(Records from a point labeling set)
● ● ● ● ●

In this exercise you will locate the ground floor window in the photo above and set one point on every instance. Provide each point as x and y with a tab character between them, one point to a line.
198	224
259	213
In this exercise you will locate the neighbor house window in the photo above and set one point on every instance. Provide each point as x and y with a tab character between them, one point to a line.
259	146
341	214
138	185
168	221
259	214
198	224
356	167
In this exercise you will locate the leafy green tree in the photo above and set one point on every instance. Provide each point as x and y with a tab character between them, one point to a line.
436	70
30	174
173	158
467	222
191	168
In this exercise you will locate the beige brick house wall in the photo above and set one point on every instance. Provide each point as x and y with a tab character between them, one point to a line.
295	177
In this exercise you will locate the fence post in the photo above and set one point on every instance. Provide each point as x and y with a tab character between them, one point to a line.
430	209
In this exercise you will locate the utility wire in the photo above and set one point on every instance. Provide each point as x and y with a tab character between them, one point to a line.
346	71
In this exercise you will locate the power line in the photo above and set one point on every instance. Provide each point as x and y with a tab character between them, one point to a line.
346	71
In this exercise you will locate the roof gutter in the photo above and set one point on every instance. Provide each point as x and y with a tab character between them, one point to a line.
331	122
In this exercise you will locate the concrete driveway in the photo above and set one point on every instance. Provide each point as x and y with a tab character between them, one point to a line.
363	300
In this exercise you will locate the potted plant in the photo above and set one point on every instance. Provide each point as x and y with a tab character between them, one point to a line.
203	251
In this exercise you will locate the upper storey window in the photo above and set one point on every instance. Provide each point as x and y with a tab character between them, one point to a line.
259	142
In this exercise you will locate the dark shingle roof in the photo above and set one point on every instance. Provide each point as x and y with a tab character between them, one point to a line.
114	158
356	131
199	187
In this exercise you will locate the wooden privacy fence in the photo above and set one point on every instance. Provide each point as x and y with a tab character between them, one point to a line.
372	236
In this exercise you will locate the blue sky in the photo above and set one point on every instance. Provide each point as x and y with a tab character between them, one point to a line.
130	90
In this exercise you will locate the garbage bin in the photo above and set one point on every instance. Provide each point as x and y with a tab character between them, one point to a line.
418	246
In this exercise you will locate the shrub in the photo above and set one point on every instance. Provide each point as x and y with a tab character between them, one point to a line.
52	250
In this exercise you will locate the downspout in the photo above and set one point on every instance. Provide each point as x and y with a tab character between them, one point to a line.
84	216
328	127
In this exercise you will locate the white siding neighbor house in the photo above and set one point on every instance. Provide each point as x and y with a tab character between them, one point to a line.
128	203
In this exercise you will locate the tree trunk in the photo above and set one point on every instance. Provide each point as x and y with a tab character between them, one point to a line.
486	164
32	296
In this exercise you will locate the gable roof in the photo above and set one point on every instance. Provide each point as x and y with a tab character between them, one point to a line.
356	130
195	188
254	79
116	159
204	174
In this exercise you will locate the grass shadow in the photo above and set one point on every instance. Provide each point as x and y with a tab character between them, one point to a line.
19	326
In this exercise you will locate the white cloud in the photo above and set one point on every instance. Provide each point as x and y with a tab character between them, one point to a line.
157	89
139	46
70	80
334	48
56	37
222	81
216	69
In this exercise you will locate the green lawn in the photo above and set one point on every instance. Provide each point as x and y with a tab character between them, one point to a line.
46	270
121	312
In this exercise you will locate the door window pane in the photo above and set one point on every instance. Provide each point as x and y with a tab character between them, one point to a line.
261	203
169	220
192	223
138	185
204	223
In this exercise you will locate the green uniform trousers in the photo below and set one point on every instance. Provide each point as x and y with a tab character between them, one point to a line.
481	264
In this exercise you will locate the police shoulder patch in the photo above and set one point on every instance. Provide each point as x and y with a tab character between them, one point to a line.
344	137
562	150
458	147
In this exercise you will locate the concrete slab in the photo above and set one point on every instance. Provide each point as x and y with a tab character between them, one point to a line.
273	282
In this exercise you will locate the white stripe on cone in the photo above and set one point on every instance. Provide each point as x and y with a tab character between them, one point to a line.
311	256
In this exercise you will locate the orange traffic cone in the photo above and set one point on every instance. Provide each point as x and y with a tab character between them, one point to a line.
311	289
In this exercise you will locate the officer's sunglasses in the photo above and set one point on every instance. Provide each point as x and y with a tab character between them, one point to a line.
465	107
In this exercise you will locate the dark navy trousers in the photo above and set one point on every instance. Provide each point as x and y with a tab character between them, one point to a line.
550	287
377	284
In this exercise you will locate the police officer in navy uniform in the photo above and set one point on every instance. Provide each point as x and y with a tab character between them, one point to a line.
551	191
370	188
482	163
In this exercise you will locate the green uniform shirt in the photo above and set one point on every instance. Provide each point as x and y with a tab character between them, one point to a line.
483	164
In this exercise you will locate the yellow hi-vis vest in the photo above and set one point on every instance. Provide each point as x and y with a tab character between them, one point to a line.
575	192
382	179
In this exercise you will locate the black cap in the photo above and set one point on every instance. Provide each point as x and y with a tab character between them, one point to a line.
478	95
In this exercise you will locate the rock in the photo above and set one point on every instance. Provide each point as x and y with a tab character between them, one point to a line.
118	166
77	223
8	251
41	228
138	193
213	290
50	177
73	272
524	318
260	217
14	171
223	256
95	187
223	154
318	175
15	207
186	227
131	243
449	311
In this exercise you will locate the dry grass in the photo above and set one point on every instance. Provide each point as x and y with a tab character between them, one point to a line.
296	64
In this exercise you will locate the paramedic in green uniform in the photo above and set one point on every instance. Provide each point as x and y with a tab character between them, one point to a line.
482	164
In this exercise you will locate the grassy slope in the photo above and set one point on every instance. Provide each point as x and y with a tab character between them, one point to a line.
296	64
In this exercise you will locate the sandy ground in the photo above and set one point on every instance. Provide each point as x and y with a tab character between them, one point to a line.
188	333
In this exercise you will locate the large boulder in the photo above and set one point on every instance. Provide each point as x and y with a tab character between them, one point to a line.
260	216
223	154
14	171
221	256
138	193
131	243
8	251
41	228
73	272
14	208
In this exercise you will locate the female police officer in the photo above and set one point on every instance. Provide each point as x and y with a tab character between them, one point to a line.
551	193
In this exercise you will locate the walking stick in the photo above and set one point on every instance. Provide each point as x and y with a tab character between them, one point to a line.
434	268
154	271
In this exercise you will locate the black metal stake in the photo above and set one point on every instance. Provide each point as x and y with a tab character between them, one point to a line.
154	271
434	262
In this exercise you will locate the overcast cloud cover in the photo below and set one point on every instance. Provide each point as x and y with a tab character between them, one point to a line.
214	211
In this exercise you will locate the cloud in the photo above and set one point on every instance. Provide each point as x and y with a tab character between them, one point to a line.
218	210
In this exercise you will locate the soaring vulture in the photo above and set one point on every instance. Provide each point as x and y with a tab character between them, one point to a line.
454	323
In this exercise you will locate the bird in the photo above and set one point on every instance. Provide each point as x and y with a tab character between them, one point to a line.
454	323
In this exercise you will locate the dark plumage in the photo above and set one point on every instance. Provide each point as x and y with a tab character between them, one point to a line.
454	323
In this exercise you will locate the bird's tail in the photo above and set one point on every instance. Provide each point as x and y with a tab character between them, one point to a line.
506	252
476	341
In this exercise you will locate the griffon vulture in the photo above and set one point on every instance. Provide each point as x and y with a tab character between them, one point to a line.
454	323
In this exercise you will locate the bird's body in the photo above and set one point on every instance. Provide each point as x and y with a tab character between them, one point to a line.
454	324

● ● ● ● ●

Repeat exactly the lines above, starting with the line that contains "In this exercise you will locate the soaring" and ending with the last line, both included, and nothing else.

EXERCISE RESPONSE:
In this exercise you will locate the soaring vulture in the photo above and set one point on every instance. Provide each point as x and y with a tab character between them, one point to a line.
454	323
In this exercise you will locate the bird in the photo above and set one point on every instance. Provide each point as x and y with a tab character between them, one point to a line.
454	323
In this exercise you will locate the dark plumage in the photo above and set one point on every instance. Provide each point as x and y with a tab character between them, one point to a line.
454	323
In this exercise you will locate the bird's tail in the photo above and set one point on every instance. Provide each point as x and y with a tab character between them, one point to a line.
506	252
476	341
In this exercise you will locate the griffon vulture in the photo above and set one point on every instance. Provide each point as x and y with a tab character between them, one point to a line.
454	323
In this exercise you will locate the bird's body in the photo above and set one point on every instance. Provide each point as x and y with a tab character between them, one point to a line.
454	324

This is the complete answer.